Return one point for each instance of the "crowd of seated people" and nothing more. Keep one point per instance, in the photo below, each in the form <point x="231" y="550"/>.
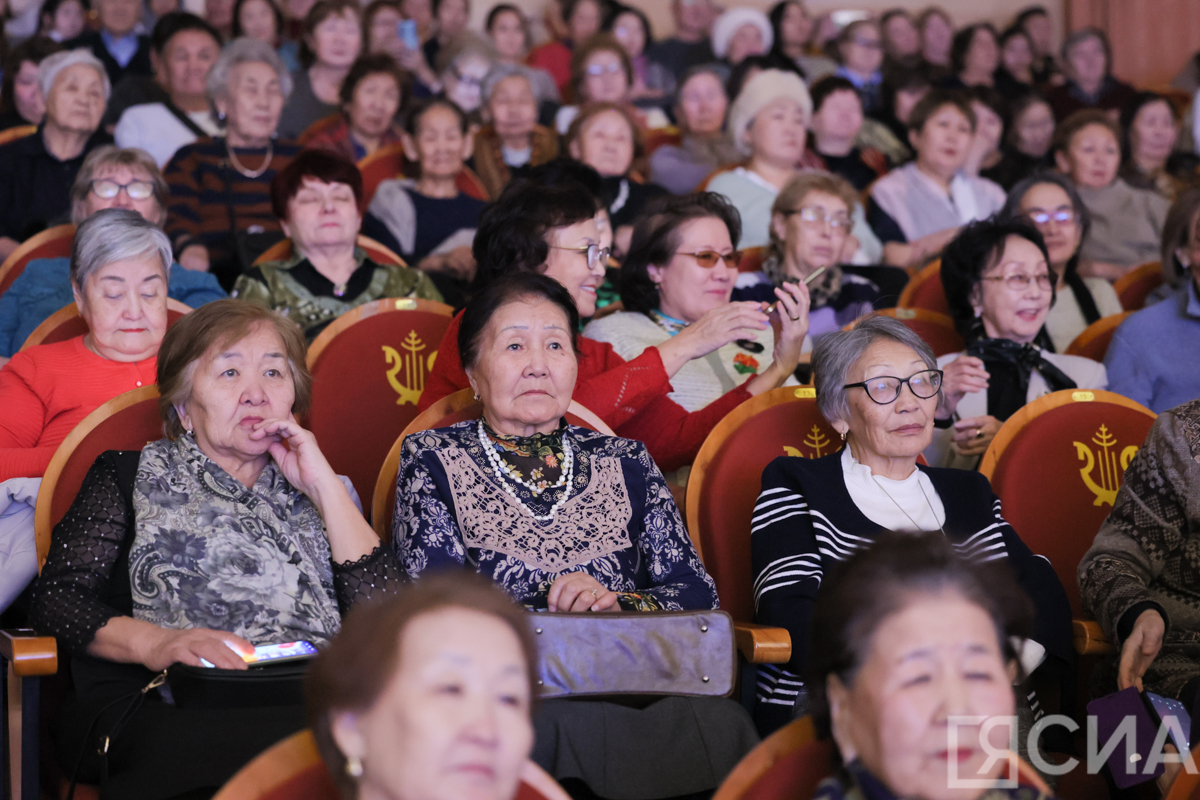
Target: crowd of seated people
<point x="659" y="226"/>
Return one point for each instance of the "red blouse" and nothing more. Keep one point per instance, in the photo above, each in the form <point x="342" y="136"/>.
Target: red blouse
<point x="629" y="396"/>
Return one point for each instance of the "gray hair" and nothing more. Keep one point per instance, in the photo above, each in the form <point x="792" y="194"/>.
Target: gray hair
<point x="114" y="235"/>
<point x="502" y="71"/>
<point x="135" y="160"/>
<point x="835" y="354"/>
<point x="52" y="65"/>
<point x="245" y="50"/>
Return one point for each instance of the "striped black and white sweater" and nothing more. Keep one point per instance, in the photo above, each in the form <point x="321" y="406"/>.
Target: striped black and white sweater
<point x="805" y="522"/>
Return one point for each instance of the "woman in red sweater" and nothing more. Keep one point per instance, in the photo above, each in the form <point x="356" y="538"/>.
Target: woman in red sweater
<point x="552" y="230"/>
<point x="119" y="275"/>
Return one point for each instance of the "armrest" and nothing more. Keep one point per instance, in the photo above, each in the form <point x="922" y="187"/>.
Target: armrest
<point x="761" y="644"/>
<point x="1090" y="638"/>
<point x="29" y="654"/>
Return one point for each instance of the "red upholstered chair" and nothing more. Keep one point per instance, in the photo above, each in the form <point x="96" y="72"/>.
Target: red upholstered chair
<point x="293" y="770"/>
<point x="52" y="242"/>
<point x="937" y="330"/>
<point x="1135" y="286"/>
<point x="66" y="324"/>
<point x="724" y="485"/>
<point x="924" y="290"/>
<point x="1093" y="341"/>
<point x="454" y="408"/>
<point x="369" y="370"/>
<point x="1056" y="467"/>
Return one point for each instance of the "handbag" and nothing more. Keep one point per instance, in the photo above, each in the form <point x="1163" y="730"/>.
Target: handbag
<point x="630" y="654"/>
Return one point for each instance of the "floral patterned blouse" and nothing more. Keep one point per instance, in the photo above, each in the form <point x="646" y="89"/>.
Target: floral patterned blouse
<point x="619" y="524"/>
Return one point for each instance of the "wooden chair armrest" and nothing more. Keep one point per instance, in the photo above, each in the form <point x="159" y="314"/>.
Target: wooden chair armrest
<point x="761" y="644"/>
<point x="1090" y="638"/>
<point x="29" y="654"/>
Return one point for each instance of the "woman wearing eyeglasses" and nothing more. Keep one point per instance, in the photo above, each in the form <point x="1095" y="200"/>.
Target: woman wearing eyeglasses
<point x="678" y="277"/>
<point x="1000" y="288"/>
<point x="1054" y="206"/>
<point x="880" y="388"/>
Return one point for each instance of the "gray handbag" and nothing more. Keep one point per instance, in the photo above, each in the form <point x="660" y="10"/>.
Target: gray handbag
<point x="636" y="653"/>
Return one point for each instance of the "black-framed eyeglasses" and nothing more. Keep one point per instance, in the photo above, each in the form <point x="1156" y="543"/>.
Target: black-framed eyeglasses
<point x="886" y="389"/>
<point x="595" y="253"/>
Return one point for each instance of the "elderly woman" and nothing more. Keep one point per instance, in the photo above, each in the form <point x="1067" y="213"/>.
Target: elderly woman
<point x="607" y="138"/>
<point x="231" y="533"/>
<point x="1086" y="61"/>
<point x="317" y="199"/>
<point x="1000" y="288"/>
<point x="1054" y="206"/>
<point x="427" y="220"/>
<point x="880" y="388"/>
<point x="333" y="38"/>
<point x="564" y="519"/>
<point x="111" y="178"/>
<point x="883" y="678"/>
<point x="1141" y="360"/>
<point x="220" y="217"/>
<point x="681" y="272"/>
<point x="809" y="224"/>
<point x="372" y="94"/>
<point x="918" y="208"/>
<point x="601" y="72"/>
<point x="700" y="109"/>
<point x="511" y="142"/>
<point x="119" y="266"/>
<point x="36" y="172"/>
<point x="1127" y="222"/>
<point x="381" y="728"/>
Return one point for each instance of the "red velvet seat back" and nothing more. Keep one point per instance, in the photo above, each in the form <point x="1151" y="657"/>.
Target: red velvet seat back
<point x="726" y="480"/>
<point x="1060" y="474"/>
<point x="366" y="382"/>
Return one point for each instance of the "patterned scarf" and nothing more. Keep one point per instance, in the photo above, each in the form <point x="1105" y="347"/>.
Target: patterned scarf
<point x="821" y="292"/>
<point x="1011" y="364"/>
<point x="537" y="459"/>
<point x="208" y="552"/>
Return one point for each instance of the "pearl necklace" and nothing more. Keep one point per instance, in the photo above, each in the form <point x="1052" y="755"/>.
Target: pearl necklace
<point x="503" y="470"/>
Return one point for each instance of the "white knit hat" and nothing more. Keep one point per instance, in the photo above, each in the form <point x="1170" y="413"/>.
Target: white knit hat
<point x="729" y="23"/>
<point x="760" y="91"/>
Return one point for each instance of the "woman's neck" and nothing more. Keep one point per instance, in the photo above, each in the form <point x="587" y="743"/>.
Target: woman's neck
<point x="64" y="144"/>
<point x="437" y="186"/>
<point x="895" y="469"/>
<point x="773" y="173"/>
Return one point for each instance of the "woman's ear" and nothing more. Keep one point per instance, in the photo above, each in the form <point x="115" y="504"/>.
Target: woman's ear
<point x="840" y="717"/>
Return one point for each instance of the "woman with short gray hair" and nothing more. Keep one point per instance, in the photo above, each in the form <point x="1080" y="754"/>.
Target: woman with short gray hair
<point x="220" y="217"/>
<point x="36" y="172"/>
<point x="879" y="386"/>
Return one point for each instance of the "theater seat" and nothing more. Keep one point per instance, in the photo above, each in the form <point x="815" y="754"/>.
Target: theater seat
<point x="454" y="408"/>
<point x="66" y="324"/>
<point x="369" y="370"/>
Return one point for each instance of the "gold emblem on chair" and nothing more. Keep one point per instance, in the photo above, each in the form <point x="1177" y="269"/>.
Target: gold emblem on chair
<point x="816" y="440"/>
<point x="1105" y="458"/>
<point x="414" y="366"/>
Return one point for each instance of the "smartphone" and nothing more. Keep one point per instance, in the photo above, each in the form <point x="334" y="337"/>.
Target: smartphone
<point x="407" y="31"/>
<point x="276" y="654"/>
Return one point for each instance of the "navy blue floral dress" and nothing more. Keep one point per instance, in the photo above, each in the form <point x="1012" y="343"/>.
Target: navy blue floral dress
<point x="619" y="524"/>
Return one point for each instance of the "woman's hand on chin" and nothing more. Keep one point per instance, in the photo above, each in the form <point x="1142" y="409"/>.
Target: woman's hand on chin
<point x="579" y="591"/>
<point x="187" y="647"/>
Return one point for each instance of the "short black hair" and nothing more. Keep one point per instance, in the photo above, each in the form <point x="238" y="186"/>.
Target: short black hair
<point x="657" y="238"/>
<point x="511" y="233"/>
<point x="505" y="289"/>
<point x="975" y="251"/>
<point x="822" y="89"/>
<point x="177" y="22"/>
<point x="875" y="583"/>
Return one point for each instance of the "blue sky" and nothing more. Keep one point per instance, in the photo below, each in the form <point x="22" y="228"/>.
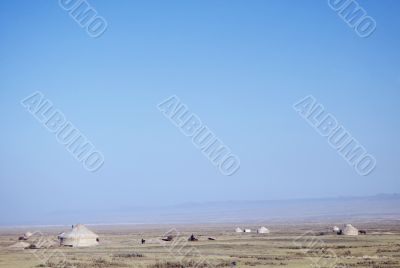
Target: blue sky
<point x="239" y="65"/>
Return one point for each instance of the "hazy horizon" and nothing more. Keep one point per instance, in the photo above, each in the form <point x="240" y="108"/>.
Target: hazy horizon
<point x="239" y="66"/>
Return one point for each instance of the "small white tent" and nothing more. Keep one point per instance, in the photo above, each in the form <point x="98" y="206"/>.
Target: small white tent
<point x="262" y="230"/>
<point x="79" y="236"/>
<point x="350" y="230"/>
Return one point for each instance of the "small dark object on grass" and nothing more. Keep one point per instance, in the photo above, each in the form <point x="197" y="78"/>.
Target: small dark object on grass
<point x="168" y="238"/>
<point x="192" y="238"/>
<point x="129" y="255"/>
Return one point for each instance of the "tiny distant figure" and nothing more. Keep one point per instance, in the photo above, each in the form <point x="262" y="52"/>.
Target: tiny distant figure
<point x="168" y="238"/>
<point x="192" y="238"/>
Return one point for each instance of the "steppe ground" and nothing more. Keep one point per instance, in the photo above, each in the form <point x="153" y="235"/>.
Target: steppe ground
<point x="288" y="245"/>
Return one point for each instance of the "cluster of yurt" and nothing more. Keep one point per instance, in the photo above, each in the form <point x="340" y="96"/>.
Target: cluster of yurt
<point x="262" y="230"/>
<point x="347" y="230"/>
<point x="79" y="236"/>
<point x="350" y="230"/>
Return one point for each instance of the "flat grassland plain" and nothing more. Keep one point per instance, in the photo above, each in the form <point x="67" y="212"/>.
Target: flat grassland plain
<point x="288" y="245"/>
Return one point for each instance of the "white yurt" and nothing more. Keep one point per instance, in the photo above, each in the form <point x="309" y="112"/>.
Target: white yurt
<point x="27" y="235"/>
<point x="350" y="230"/>
<point x="262" y="230"/>
<point x="79" y="236"/>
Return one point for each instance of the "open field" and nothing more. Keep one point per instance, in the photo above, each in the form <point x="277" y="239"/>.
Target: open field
<point x="287" y="245"/>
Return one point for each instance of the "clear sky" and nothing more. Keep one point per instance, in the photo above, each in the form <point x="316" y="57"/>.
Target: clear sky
<point x="239" y="65"/>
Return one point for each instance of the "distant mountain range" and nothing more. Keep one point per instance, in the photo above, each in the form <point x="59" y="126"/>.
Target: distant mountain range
<point x="383" y="206"/>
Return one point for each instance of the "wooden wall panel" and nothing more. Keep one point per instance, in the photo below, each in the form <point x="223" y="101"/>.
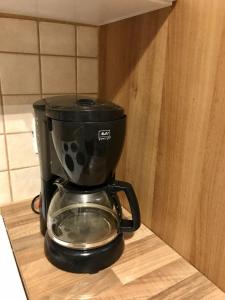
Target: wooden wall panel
<point x="131" y="75"/>
<point x="189" y="198"/>
<point x="168" y="71"/>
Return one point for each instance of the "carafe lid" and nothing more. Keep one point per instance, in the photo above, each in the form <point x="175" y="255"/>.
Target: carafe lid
<point x="81" y="109"/>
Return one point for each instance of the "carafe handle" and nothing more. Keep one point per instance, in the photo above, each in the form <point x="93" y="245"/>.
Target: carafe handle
<point x="128" y="225"/>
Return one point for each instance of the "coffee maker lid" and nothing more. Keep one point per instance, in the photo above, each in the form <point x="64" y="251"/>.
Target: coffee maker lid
<point x="82" y="109"/>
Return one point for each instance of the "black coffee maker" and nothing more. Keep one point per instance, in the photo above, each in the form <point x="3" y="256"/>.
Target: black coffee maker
<point x="80" y="142"/>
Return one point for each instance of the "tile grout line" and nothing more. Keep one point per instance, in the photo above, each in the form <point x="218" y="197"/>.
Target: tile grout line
<point x="24" y="94"/>
<point x="47" y="54"/>
<point x="6" y="144"/>
<point x="39" y="58"/>
<point x="40" y="19"/>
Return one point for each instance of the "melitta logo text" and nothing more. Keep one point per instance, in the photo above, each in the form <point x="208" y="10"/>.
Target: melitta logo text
<point x="104" y="135"/>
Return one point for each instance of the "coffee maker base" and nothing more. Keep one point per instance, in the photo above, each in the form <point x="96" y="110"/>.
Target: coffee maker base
<point x="84" y="261"/>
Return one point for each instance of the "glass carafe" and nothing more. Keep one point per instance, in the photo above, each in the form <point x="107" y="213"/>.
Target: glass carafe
<point x="87" y="219"/>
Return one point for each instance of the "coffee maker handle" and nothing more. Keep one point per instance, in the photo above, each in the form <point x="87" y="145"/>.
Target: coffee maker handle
<point x="128" y="225"/>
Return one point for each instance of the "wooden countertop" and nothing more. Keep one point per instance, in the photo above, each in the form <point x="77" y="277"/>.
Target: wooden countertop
<point x="148" y="269"/>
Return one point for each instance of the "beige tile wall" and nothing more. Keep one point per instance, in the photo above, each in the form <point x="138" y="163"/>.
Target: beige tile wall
<point x="37" y="59"/>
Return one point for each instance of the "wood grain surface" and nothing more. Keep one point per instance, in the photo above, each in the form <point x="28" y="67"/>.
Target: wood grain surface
<point x="148" y="269"/>
<point x="167" y="69"/>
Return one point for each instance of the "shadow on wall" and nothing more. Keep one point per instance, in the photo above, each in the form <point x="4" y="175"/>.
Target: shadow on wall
<point x="132" y="66"/>
<point x="122" y="45"/>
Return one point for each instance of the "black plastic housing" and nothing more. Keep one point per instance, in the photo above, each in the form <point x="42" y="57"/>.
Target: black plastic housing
<point x="88" y="158"/>
<point x="85" y="151"/>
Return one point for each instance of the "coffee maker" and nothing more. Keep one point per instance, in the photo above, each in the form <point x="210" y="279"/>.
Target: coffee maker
<point x="80" y="142"/>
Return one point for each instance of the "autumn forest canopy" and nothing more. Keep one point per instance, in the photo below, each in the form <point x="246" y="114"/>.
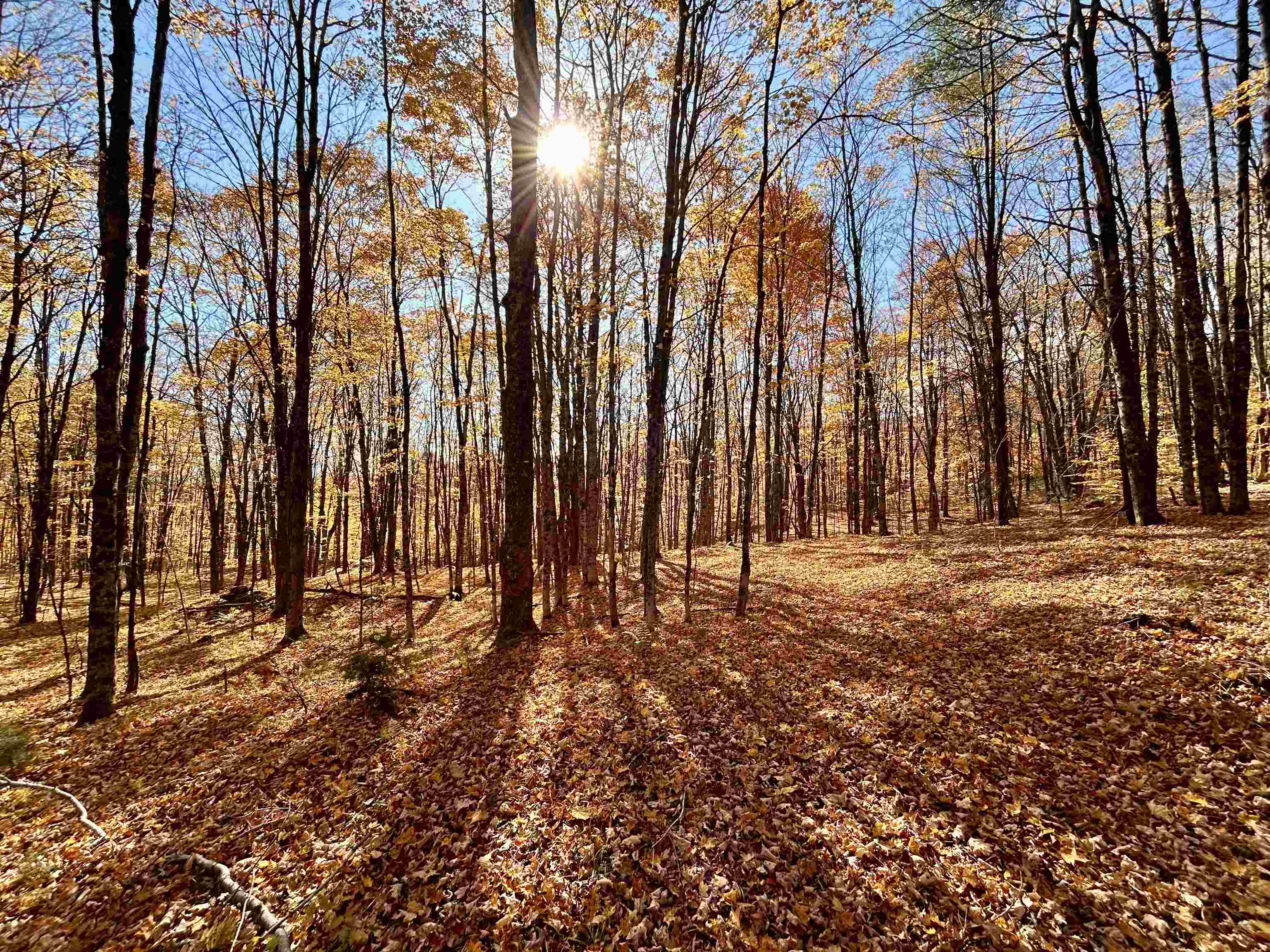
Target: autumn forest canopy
<point x="643" y="475"/>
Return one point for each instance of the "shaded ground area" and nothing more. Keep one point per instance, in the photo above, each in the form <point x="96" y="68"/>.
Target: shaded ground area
<point x="912" y="743"/>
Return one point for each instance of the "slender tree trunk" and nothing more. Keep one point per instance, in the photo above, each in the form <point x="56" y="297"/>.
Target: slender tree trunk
<point x="517" y="555"/>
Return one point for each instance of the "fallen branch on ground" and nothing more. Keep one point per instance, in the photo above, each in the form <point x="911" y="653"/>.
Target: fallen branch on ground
<point x="83" y="810"/>
<point x="266" y="923"/>
<point x="350" y="593"/>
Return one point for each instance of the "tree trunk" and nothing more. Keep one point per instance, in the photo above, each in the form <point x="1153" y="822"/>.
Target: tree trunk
<point x="517" y="557"/>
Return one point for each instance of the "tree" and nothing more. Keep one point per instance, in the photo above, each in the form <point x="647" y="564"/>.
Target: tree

□ □ □

— Descripción del ejercicio —
Enumera todas las líneas de las entradas de arriba que contienen la cadena "text". Distingue entre mayúsculas y minúsculas.

— Respuesta completa —
Return one point for each instance of the "melitta logo text" and nothing more. Keep one point per instance, in the photo above, each in the form <point x="208" y="10"/>.
Target: melitta logo text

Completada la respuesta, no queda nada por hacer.